Comme pour la biodiversité, c’est aussi une révolution qui s’impose tout autant, mais il est à craindre que nos gouvernements resteront trop frileux pour prendre le taureau par  les cornes afin de mettre en place les initiatives qui s’imposent.

Un modèle : la société des abeilles

Le modèle idéal de comportement à adopter s’observe dans la nature, en particulier chez les espèces sauvages vivant en troupeaux, en groupes sociaux organisés ou en colonies. Les animaux sauvages sont les meilleurs élèves en développement durable : chez eux, il n’y a ni riche ni pauvre, tout est partagé, rien n’est gaspillé. Cela s’observe d’autant plus chez les espèces qui vivent en colonie et qui transforment leurs aliments, notamment les fourmis, les abeilles et les guêpes. Dans ces colonies, toute la population d’insectes est active, toutes les tâches sont accomplies de concert, tout le produit récolté est transformé et redistribué à toute la communauté, les réserves de nourriture sont conservées sans aucun traitement chimique, la température intérieure est produite et régulée par la colonie. On n’y observe pas de chômage, pas de pollution, pas de conflit, pas de violence, pas d’escroquerie, pas de commerce, pas de scandale, pas d’évasion fiscale, tout est partagé…, il n’y a que du bonheur, de l’amour et de la sagesse.

Fait remarquable : ces espèces maîtrisent le développement durable depuis près de cent millions d’années ; la santé est la règle, la maladie l’exception.

Il est évident que les hommes ne peuvent appliquer cette philosophie, du jour au lendemain sans compromettre l’économie de marché à laquelle ils sont attachés, ou plus exactement enchaînés. C’est donc une révolution globale qui s’impose à la fois environnementale, sociale et économique. Nous ne pouvons pas compter sur les gouvernements pour agir de suite, il faudra des catastrophes écologiques sans précédent pour que ceux-ci réagissent sous la pression des compagnies d’assurances, alarmées par les indemnités colossales auxquelles elles seront confrontées. Malheureusement le temps presse, et l’objectif de contenir la hausse de la température sous le seuil des 2°C semble s’éloigner selon le rapport de l’ONU. Toujours selon ce rapport, il faudrait multiplier par 3 les efforts dans la lutte contre les émissions de CO2 d’ici 2050.

Pour une fois, pourquoi n’écouterions nous pas la Nature ?

N’attendons plus les mesures frileuses des dirigeants, prenons notre devenir et l’avenir de nos enfants en main, vivons plus simplement, consommons local et bio, gérons mieux nos déplacements, cultivons quelques légumes, plantons des arbres, évitons les achats inutiles et le gaspillage, soyons plus solidaires.

Chacun à son rythme peut apporter sa contribution, les petits ruisseaux font les grandes rivières. Voilà une bonne résolution à prendre pour l’année 2019 et les suivantes.

★ ★ ★

== CONSIGNES À SUIVRE ==
1. Répondez à chaque question d'après le texte à étudier.
(a) Depuis combien de temps les espèces vivant en colonie maîtrisent-elles le développement durable ?
(b) D'après le rapport de l'ONU, par combien faudrait-il multiplier les efforts contre les émissions de CO2 d'ici 2050 ?
(c) À partir de quelle année le texte propose-t-il de prendre une bonne résolution ?
2. Restituez le passage du texte à étudier qui commence par « N’attendons plus les » et se termine par « soyons plus solidaires. ».

== DONNÉES RÉPERTORIÉES ==

★ ★ ★

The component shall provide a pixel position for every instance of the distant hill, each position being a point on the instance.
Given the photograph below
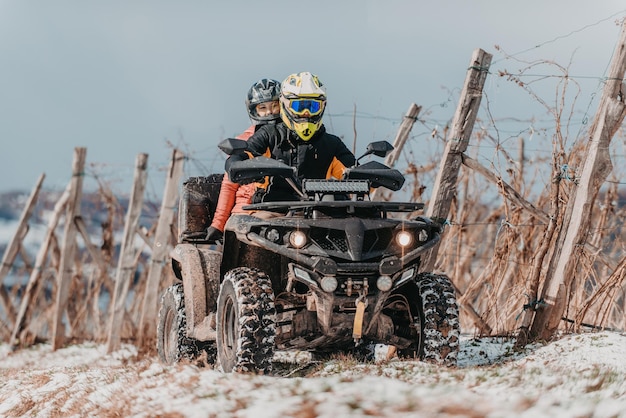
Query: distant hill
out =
(94, 209)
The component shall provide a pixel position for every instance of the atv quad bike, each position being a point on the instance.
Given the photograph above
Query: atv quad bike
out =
(331, 272)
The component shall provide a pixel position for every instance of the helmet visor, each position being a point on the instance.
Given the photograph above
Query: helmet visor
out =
(302, 106)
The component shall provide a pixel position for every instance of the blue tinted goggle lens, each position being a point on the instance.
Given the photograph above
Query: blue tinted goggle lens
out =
(299, 106)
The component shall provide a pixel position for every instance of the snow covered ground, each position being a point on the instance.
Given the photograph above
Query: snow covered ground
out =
(582, 375)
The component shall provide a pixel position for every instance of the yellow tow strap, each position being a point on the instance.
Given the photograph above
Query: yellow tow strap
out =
(357, 328)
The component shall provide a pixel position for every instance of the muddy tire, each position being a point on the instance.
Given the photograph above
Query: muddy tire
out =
(441, 329)
(173, 345)
(246, 322)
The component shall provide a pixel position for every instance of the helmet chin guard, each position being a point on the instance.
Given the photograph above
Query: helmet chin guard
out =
(264, 90)
(302, 104)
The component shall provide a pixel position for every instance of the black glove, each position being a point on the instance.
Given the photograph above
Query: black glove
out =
(213, 234)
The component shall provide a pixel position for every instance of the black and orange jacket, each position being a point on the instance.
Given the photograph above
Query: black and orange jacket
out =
(323, 156)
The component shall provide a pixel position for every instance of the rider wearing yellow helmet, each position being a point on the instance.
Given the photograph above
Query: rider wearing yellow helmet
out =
(300, 141)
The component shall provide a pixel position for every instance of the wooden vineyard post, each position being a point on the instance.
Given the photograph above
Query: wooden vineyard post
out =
(64, 275)
(40, 261)
(576, 224)
(462, 125)
(403, 134)
(162, 236)
(125, 266)
(14, 246)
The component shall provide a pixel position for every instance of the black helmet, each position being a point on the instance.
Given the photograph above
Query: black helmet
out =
(265, 90)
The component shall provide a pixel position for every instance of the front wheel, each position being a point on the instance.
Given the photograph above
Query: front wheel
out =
(441, 330)
(246, 322)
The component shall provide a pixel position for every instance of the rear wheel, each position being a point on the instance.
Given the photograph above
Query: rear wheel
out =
(441, 329)
(246, 322)
(172, 343)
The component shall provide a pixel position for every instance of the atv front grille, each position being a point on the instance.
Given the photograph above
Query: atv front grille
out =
(374, 241)
(330, 240)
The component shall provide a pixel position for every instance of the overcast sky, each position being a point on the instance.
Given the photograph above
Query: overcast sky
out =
(126, 77)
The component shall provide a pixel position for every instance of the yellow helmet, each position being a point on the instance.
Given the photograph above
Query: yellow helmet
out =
(302, 103)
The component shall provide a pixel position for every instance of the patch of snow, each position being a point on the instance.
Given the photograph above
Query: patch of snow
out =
(577, 375)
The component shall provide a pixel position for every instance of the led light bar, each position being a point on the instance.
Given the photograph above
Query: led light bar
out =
(311, 186)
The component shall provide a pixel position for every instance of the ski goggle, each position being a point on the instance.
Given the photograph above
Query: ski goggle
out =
(300, 106)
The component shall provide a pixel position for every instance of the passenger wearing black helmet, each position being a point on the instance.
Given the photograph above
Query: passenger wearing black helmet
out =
(263, 108)
(299, 140)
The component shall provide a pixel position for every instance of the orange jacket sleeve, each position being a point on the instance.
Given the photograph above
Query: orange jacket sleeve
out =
(228, 192)
(225, 203)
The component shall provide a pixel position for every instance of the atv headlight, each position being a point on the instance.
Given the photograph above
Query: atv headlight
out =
(329, 284)
(297, 239)
(404, 238)
(384, 283)
(272, 235)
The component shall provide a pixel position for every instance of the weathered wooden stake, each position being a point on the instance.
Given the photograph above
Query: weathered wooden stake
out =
(64, 275)
(160, 253)
(462, 126)
(14, 247)
(403, 134)
(40, 261)
(596, 168)
(126, 263)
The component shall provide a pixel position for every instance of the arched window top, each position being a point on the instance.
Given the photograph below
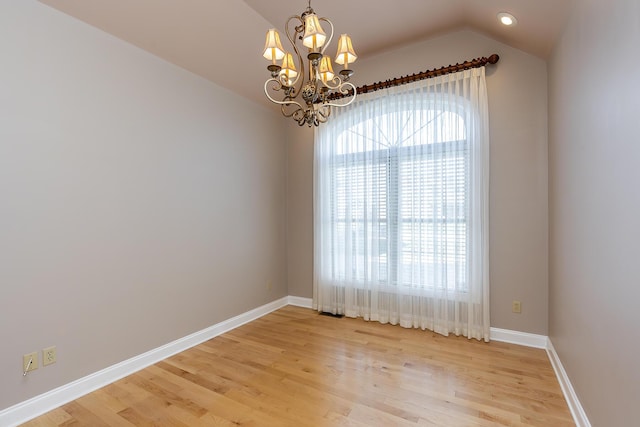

★ ★ ★

== CORRIGÉ DES EXERCICES ==
1.
(a) Depuis près de cent millions d'années.
(b) Par 3.
(c) À partir de 2019.

2.
N’attendons plus les mesures frileuses des dirigeants, prenons notre devenir et l’avenir de nos enfants en main, vivons plus simplement, consommons local et bio, gérons mieux nos déplacements, cultivons quelques légumes, plantons des arbres, évitons les achats inutiles et le gaspillage, soyons plus solidaires.